Exercise requirements: Output only the lines that run from the line holding "In this exercise you will label the hair" to the end of the data below, including both ends, without any pictures.

▽

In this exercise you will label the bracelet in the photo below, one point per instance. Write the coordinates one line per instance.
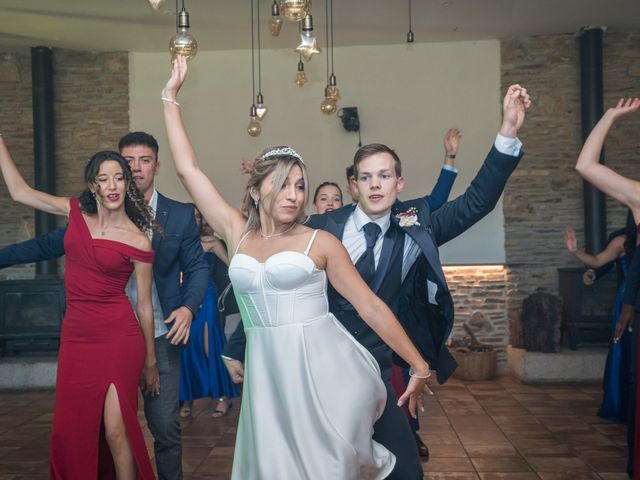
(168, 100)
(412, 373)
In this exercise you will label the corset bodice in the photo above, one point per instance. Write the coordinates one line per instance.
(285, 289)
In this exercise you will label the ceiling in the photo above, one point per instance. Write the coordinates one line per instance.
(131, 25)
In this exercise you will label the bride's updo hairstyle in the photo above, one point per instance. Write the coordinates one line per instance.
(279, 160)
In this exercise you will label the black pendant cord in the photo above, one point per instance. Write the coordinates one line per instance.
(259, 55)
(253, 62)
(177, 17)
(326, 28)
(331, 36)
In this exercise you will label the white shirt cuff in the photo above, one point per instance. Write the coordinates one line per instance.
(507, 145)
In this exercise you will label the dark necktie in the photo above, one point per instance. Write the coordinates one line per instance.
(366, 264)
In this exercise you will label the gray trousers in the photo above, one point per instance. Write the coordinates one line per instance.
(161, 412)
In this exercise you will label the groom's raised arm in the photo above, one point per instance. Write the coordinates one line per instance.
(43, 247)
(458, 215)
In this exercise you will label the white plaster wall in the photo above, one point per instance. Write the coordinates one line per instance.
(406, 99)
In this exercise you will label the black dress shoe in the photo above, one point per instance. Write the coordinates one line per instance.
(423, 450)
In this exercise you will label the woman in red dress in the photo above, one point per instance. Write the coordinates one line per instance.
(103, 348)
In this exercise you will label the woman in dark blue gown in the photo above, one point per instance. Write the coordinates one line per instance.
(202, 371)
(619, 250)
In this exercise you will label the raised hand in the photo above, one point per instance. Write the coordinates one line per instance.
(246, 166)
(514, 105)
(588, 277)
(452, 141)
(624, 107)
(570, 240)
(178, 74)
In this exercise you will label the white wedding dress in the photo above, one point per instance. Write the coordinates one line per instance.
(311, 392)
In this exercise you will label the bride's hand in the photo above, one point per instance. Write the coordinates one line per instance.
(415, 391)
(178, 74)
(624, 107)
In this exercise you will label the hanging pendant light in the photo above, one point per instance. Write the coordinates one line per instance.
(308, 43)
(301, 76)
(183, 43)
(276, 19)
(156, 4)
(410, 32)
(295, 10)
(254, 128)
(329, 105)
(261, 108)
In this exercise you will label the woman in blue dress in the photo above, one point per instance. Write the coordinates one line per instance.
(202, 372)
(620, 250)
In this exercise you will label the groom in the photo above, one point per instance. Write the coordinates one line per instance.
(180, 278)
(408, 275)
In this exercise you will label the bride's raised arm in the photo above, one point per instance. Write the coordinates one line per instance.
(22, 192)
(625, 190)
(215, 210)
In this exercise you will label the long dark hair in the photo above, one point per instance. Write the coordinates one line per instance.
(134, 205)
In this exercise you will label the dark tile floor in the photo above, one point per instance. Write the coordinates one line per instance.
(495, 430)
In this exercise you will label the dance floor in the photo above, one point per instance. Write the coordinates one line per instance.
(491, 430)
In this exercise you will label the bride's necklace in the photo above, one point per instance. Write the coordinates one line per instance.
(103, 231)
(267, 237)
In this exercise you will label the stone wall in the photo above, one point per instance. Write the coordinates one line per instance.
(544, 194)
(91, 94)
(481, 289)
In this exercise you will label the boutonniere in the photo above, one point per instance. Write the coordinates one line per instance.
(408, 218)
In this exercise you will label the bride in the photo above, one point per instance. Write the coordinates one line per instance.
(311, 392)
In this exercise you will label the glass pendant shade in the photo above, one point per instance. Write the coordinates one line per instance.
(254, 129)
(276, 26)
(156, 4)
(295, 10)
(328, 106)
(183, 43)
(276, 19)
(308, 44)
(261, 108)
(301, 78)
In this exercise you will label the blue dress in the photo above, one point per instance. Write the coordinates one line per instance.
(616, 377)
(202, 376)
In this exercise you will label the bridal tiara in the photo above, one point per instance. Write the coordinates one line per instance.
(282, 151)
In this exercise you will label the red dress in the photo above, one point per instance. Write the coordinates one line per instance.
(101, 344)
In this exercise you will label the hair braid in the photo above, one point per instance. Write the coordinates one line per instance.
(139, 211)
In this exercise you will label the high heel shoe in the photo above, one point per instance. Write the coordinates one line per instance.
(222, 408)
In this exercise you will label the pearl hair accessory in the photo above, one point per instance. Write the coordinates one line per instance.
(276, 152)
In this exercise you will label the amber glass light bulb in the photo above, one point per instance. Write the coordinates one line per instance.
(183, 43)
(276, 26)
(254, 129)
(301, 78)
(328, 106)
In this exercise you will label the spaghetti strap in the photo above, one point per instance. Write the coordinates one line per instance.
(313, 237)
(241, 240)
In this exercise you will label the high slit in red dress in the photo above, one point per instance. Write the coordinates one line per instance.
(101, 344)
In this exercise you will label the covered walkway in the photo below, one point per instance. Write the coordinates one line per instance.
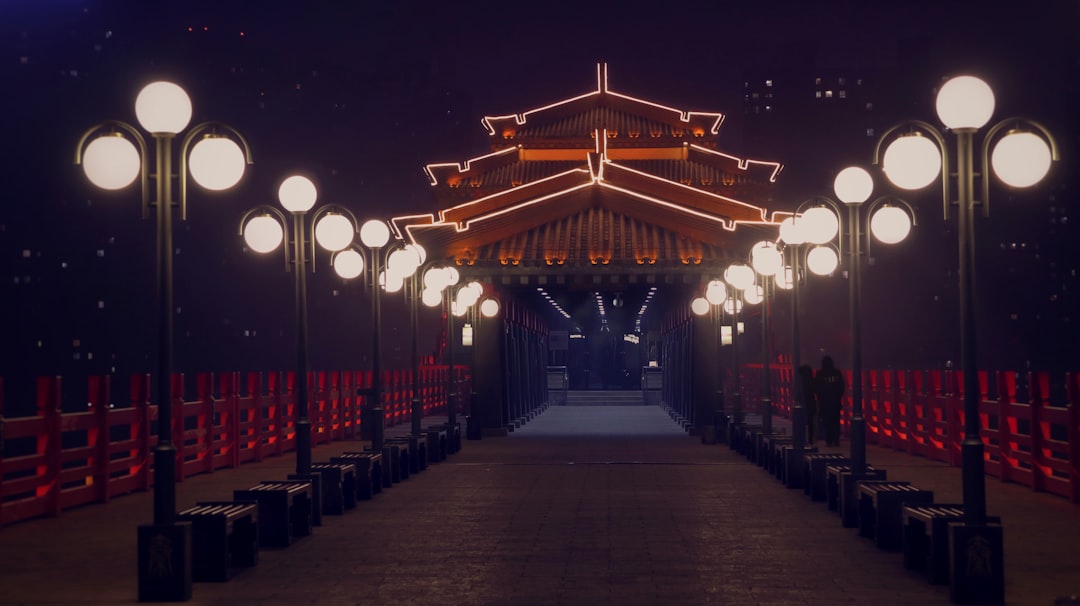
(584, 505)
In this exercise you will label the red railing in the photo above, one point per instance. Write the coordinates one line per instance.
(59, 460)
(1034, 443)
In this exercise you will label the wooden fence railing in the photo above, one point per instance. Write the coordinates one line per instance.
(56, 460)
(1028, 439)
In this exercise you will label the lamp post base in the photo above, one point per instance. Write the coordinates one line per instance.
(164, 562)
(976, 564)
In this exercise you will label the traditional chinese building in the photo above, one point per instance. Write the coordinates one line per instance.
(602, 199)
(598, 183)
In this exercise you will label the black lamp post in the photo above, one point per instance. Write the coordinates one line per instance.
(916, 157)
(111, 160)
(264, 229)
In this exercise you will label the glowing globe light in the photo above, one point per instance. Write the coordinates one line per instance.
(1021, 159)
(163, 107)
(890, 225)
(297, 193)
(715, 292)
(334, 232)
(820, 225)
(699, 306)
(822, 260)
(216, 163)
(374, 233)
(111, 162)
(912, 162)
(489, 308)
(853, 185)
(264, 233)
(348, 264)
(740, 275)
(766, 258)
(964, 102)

△

Answer for the task:
In this exercise you will label the hair braid in the photo above, one point per instance. Write the coordinates one line per instance.
(139, 211)
In this exercise you will label the high heel shoe in the photo above, one point per instance. Write the coordinates one line per instance.
(222, 408)
In this exercise you will label the pearl hair accessory in the photo above, one point per instance. Write the coordinates one line per instance.
(276, 152)
In this exercise you will label the amber glass light bulb in the photo above, one point per instance. Write the coordinates one line per instance.
(183, 43)
(276, 26)
(254, 129)
(301, 78)
(328, 106)
In this exercise you will label the spaghetti strap in the photo above, one point per instance. Write the coordinates one line per instance.
(313, 237)
(241, 240)
In this exercise you will label the high slit in red dress in the photo above, one point per instance. Write the coordinates one line per instance.
(101, 344)
In this exercise you will label the covered walkway in the photo below, one point per instance. Write the coordinates one line per instance.
(584, 505)
In this exercise you will label the red railing in the photo above, one point per instance. Write the coordinates one line per instance.
(59, 460)
(1034, 443)
In this exercise you will label the wooden fence railing in the photo above, one point per instance. Write the coordinates one line per instance.
(56, 460)
(1028, 439)
In this exercise you will label the lamp post base in the photo above, one point per instance. Write the coordinates one line per instance.
(164, 562)
(976, 564)
In this exercise you will label the traditional chinese building in the photo above, one point per instance. Write the coordinates one line per instance.
(602, 199)
(598, 183)
In this exercise you will label the black lamp post in the photo above, one point per instance. Write the coordinates one line per instance.
(916, 157)
(111, 160)
(264, 229)
In this exercise you will label the glowing globe light in the photo above, one point per instance. Write the coordinates one line per instance.
(1021, 159)
(163, 107)
(890, 225)
(297, 193)
(715, 292)
(334, 232)
(820, 225)
(699, 306)
(822, 260)
(216, 163)
(374, 233)
(111, 162)
(912, 162)
(489, 308)
(853, 185)
(264, 233)
(348, 264)
(740, 275)
(766, 258)
(964, 102)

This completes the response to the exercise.